ASSIGNMENT: Can you quote the data word for word, from its first line through the line containing "485L130 483L132 523L146", with both of those lines included?

Saved data entries:
################

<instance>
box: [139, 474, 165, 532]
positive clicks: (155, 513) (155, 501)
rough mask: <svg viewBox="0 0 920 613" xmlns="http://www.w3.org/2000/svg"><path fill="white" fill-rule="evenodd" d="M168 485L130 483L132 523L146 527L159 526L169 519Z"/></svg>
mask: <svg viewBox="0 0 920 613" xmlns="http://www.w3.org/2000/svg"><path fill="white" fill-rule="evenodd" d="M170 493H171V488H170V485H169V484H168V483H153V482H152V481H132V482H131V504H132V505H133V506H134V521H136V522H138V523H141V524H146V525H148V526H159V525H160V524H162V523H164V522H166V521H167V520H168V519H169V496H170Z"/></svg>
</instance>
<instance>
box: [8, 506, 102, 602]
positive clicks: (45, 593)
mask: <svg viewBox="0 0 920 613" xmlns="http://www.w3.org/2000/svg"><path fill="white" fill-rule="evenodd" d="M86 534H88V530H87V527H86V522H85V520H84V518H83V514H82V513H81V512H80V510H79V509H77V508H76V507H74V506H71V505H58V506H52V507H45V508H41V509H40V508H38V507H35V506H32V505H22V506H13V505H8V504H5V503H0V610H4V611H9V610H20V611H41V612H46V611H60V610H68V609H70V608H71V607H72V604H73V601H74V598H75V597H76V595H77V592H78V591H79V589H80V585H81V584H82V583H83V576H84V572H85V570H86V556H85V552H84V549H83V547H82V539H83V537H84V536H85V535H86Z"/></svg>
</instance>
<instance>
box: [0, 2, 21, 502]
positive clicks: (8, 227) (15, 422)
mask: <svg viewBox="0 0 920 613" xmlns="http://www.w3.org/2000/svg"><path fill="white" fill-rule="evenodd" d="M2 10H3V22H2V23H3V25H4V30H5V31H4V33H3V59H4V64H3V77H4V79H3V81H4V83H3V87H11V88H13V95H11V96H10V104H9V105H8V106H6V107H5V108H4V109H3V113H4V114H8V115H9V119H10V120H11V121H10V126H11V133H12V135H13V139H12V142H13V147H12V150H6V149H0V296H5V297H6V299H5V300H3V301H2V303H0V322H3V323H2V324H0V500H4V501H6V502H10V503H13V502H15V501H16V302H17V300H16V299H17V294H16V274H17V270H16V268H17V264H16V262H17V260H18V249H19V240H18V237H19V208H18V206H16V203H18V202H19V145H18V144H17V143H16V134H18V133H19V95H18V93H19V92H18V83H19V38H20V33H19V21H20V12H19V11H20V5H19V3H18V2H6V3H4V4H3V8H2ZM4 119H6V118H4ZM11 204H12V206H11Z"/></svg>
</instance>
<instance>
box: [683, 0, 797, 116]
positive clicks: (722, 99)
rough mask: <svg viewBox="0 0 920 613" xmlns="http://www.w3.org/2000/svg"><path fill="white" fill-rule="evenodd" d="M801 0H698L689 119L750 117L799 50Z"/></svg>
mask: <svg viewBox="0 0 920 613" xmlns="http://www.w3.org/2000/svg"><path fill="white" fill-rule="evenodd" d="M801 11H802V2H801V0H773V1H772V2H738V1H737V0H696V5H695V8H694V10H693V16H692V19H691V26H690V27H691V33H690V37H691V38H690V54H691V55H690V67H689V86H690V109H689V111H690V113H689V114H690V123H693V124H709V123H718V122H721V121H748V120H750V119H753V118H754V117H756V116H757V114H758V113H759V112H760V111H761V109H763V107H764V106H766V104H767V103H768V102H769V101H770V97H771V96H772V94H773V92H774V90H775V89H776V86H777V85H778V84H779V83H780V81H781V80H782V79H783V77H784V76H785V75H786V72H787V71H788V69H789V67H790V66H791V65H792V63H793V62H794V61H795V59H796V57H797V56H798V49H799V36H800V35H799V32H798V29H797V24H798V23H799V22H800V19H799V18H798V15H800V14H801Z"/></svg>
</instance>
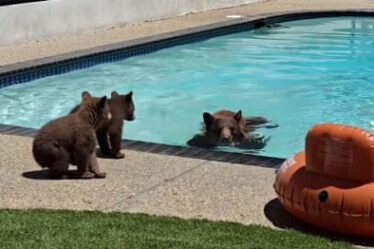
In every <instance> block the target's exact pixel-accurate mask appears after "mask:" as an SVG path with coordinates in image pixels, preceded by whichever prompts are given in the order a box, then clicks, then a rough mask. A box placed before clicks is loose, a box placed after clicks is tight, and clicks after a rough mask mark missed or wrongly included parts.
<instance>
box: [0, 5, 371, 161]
mask: <svg viewBox="0 0 374 249" xmlns="http://www.w3.org/2000/svg"><path fill="white" fill-rule="evenodd" d="M340 16H372V17H374V9H347V10H321V11H309V10H308V11H286V12H273V13H268V14H258V15H253V16H245V17H243V18H240V19H235V20H227V21H221V22H217V23H213V24H208V25H203V26H198V27H193V28H187V29H182V30H177V31H171V32H166V33H161V34H157V35H151V36H146V37H142V38H136V39H132V40H127V41H123V42H118V43H112V44H107V45H103V46H98V47H93V48H89V49H82V50H77V51H74V52H69V53H64V54H60V55H55V56H50V57H44V58H39V59H35V60H30V61H24V62H19V63H14V64H8V65H4V66H1V67H0V88H2V87H6V86H8V85H13V84H17V82H16V83H13V84H6V83H5V84H4V83H1V78H2V77H4V76H6V75H12V74H16V75H17V74H20V73H21V74H22V73H25V72H28V71H30V72H28V73H30V74H32V73H33V71H35V70H38V69H40V68H43V67H52V66H59V65H63V64H64V63H69V61H74V60H77V61H78V60H80V59H82V58H86V59H90V58H91V59H92V58H94V57H95V56H101V55H104V54H106V53H113V52H115V51H117V50H124V49H126V48H130V49H131V48H132V47H134V46H137V45H144V46H147V45H150V44H152V43H157V42H168V39H178V38H179V37H188V36H193V35H195V36H197V37H199V35H201V36H202V37H200V39H202V40H204V39H209V38H212V37H216V36H219V35H220V34H219V32H218V31H219V30H223V29H225V28H230V27H236V26H238V25H244V26H246V25H248V26H247V27H245V29H247V30H250V29H255V28H259V27H262V26H265V25H268V24H274V23H279V22H285V21H293V20H302V19H311V18H323V17H340ZM214 31H217V32H218V33H214ZM239 31H240V30H238V31H233V32H232V33H235V32H239ZM209 32H210V33H209ZM186 43H188V42H186ZM177 45H179V44H177ZM172 46H175V45H173V44H171V45H170V46H165V47H172ZM152 52H153V51H152ZM140 54H142V53H140ZM134 55H137V54H134ZM131 56H132V55H130V56H129V57H131ZM95 63H96V64H100V63H103V62H94V64H95ZM89 66H90V65H89ZM89 66H88V67H89ZM78 69H81V68H77V69H73V70H78ZM62 73H64V72H56V73H54V71H53V72H52V73H51V74H52V75H54V74H62ZM42 77H46V76H41V77H39V78H42ZM27 81H29V80H28V78H26V79H25V80H24V82H27ZM20 83H22V82H20ZM36 132H37V130H36V129H31V128H26V127H20V126H12V125H5V124H1V123H0V134H7V135H17V136H27V137H33V135H34V134H35V133H36ZM122 147H123V148H124V149H127V150H134V151H141V152H148V153H156V154H161V155H171V156H180V157H187V158H196V159H203V160H209V161H221V162H227V163H238V164H244V165H253V166H260V167H270V168H276V167H279V165H280V164H281V163H282V162H283V161H284V160H285V159H283V158H277V157H267V156H259V155H251V154H243V153H236V152H223V151H216V150H212V149H205V148H204V149H202V148H195V147H184V146H173V145H165V144H158V143H149V142H142V141H133V140H123V143H122Z"/></svg>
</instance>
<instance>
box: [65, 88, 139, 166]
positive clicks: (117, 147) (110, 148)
mask: <svg viewBox="0 0 374 249" xmlns="http://www.w3.org/2000/svg"><path fill="white" fill-rule="evenodd" d="M108 105H109V109H110V113H111V114H112V118H111V119H110V120H107V121H104V122H101V123H100V125H99V126H98V127H97V128H96V136H97V140H98V142H99V146H100V150H101V156H103V157H106V158H115V159H120V158H124V157H125V155H124V154H123V153H121V152H120V151H121V142H122V133H123V125H124V120H126V121H133V120H135V115H134V113H135V105H134V101H133V92H132V91H130V92H129V93H127V94H118V92H116V91H113V92H112V93H111V98H110V99H109V100H108ZM78 108H79V105H78V106H76V107H75V108H74V109H73V110H71V112H70V113H74V112H76V111H77V109H78Z"/></svg>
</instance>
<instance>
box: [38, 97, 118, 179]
mask: <svg viewBox="0 0 374 249" xmlns="http://www.w3.org/2000/svg"><path fill="white" fill-rule="evenodd" d="M110 118H111V113H110V111H109V106H108V103H107V97H106V96H104V97H102V98H96V97H92V96H91V95H90V94H89V93H88V92H83V93H82V103H81V105H80V107H79V109H78V110H77V112H76V113H74V114H70V115H67V116H64V117H61V118H58V119H55V120H52V121H50V122H48V123H47V124H46V125H44V126H43V127H42V128H41V129H40V130H39V132H38V134H37V135H36V136H35V138H34V141H33V147H32V152H33V156H34V159H35V161H36V162H37V163H38V164H39V165H40V166H41V167H43V168H49V176H50V177H51V178H66V177H67V176H68V175H69V171H68V168H69V164H72V165H76V166H77V167H78V170H77V172H76V174H74V175H72V176H73V177H76V178H83V179H89V178H93V177H97V178H105V176H106V173H104V172H100V170H99V165H98V162H97V159H96V152H95V147H96V138H95V129H96V128H97V127H98V126H99V125H100V124H101V123H102V122H106V121H108V120H110Z"/></svg>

################

ANSWER TO THE PROBLEM:
<instance>
box: [139, 474, 165, 532]
positive clicks: (155, 513) (155, 501)
rough mask: <svg viewBox="0 0 920 613" xmlns="http://www.w3.org/2000/svg"><path fill="white" fill-rule="evenodd" d="M168 485L130 483L132 523L146 527L159 526L169 519Z"/></svg>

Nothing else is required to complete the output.